** Begin Stored rows **

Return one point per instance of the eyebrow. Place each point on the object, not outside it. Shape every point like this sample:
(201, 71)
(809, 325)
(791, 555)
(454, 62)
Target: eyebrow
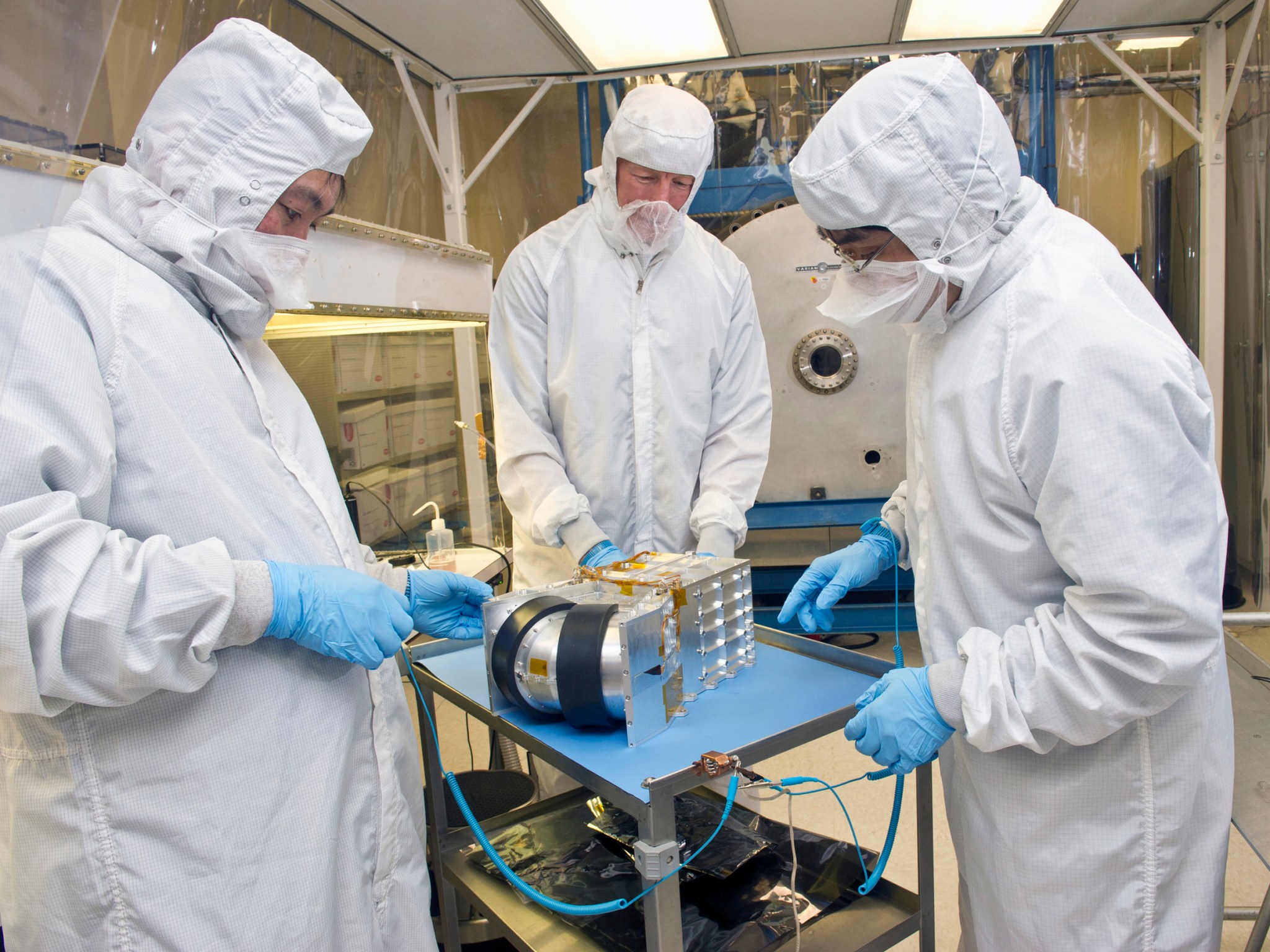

** End Stored rows **

§ Exercise goal
Write out the material above word for word, leaving out the picture.

§ Solution
Return one point per instance of the eyebrow. Place each point on the object, not outside it. Shape every point like this sample:
(201, 71)
(809, 325)
(791, 555)
(454, 62)
Target: eyebrow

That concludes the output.